■ Text segment:
------------------------
US Secretary of State Antony Blinken will arrive in India on a two-day visit on Tuesday with an extensive agenda featuring the rapidly evolving security situation in Afghanistan, boosting Indo-Pacific engagement and ways to enhance COVID-19 response efforts among others.
It will be Mr Blinken's first visit to India after assuming charge as the US Secretary of State and the third by a high-ranking Biden administration official after it came to power in January.
US Defence Secretary Lloyd Austin visited India in March while US Special Envoy on Climate Change John Kerry travelled to New Delhi in April.
Mr Blinken is scheduled to meet External Affairs Minister S Jaishankar, National Security Advisor Ajit Doval and will call on Prime Minister Narendra Modi on Wednesday before leaving for Kuwait as part of his two-nation tour.
"Secretary Blinken's visit is an opportunity to continue the high-level bilateral dialogue and bolster the India-US global strategic partnership," the Ministry of External Affairs said last week while announcing the visit.
"Both sides will review the robust and multifaceted India-US bilateral relations, and potential for consolidating them further," it said.
Acting Assistant Secretary for South and Central Asian Affairs Dean Thompson said on Friday that the discussions will focus on expanding ties in areas of security, defence, cyber, and counterterrorism cooperation.
"We collaborate across the government on these issues, including through regular US-India working group meetings, and we look forward to further strengthening our ties with India to ensure a safer and more secure world," he said.
People familiar with the agenda of the visit said both sides will extensively deliberate on the deteriorating security situation in Afghanistan with the Taliban increasing its hostilities in an attempt to seize control of new areas in the country.
Afghanistan witnessed a series of terror attacks in the last few weeks as the US withdrew the majority of its troops and is looking at completing the drawdown by August 31, ending nearly two decades of its military presence in the country.
The two sides are also expected to explore ways to deepen defence collaboration, including exercises, defence transfers and technologies ahead of the next edition of the 2+2 defence and foreign ministerial dialogue to be held in the US later this year, they said.
Both sides will also discuss ways to deepening engagement in the Indo-Pacific region as well as in enhancing COVID-19 response efforts.
The two sides are also expected to look at implementing the Quad vaccine initiative.
They are also expected to focus on ways to augment trade and investment ties, besides looking at opportunities in healthcare, education, digital domains, the people cited above said.
In the talks, India will continue to push for ensuring open and consistent supply chains for materials and items required for vaccine production, the people cited above said.
Boosting defence and strategic ties is also expected to figure in the talks.
The Indo-US defence ties have been on an upswing in the last few years. In June 2016, the US had designated India a "Major Defence Partner".
The two countries have also inked key defence and security pacts over the past few years, including the Logistics Exchange Memorandum of Agreement (LEMOA) in 2016 that allows their militaries to use each other's bases for repair and replenishment of supplies as well as provides for deeper cooperation.
The two sides have also signed COMCASA (Communications Compatibility and Security Agreement) in 2018 that provides for interoperability between the two militaries and provides for the sale of high-end technology from the US to India.
In October last year, India and the US sealed the BECA (Basic Exchange and Cooperation Agreement) to further boost bilateral defence ties. The pact provides for sharing of high-end military technology, logistics and geospatial maps between the two countries.
------------------------
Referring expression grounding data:

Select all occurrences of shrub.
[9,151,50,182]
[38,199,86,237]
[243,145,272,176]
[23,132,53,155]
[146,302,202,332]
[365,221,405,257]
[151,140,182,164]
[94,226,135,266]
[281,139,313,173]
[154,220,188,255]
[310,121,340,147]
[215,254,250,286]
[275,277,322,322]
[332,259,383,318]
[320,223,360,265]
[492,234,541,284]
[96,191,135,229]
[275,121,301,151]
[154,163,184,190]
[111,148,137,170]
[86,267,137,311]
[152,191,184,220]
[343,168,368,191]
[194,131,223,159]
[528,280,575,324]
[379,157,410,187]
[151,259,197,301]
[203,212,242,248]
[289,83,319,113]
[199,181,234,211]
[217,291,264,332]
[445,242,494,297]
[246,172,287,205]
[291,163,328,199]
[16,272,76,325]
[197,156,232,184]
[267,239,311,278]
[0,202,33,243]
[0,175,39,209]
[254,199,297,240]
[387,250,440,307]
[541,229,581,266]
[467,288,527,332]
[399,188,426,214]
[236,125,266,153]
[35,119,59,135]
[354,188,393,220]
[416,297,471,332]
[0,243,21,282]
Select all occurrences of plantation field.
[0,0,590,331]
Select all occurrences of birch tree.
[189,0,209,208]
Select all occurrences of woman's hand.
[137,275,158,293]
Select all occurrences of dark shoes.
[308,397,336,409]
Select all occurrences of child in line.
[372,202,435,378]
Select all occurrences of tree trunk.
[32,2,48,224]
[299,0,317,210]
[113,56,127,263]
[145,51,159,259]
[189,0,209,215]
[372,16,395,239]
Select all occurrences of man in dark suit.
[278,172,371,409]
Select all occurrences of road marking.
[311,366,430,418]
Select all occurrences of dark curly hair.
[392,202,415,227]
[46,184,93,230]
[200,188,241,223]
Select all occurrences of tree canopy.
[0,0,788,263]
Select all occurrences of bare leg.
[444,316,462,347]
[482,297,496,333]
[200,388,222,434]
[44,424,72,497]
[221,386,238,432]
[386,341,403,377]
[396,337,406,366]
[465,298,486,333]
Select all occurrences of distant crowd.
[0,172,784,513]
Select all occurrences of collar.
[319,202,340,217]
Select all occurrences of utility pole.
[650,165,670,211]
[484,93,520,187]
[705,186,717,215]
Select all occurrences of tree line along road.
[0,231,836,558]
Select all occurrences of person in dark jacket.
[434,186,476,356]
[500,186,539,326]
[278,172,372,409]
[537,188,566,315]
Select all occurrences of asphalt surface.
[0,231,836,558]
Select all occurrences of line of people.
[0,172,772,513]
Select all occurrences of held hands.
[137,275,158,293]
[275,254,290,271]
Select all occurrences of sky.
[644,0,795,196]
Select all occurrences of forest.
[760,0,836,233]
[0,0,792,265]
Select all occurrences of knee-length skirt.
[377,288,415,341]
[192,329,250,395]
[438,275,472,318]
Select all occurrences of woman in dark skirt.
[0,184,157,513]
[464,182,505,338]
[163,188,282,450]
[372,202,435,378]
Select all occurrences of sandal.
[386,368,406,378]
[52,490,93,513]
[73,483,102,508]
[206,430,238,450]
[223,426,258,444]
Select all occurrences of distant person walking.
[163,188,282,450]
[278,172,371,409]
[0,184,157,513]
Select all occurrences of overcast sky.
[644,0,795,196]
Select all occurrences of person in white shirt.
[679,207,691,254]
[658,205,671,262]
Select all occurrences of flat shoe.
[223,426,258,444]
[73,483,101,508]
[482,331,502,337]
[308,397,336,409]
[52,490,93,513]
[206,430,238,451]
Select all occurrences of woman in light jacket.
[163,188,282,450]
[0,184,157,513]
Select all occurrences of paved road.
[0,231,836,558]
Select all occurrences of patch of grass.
------------------------
Reproduce the passage of the article on Blinken's India visit word for word, starting with "The two sides are also expected to explore" and going on through "year, they said.".

The two sides are also expected to explore ways to deepen defence collaboration, including exercises, defence transfers and technologies ahead of the next edition of the 2+2 defence and foreign ministerial dialogue to be held in the US later this year, they said.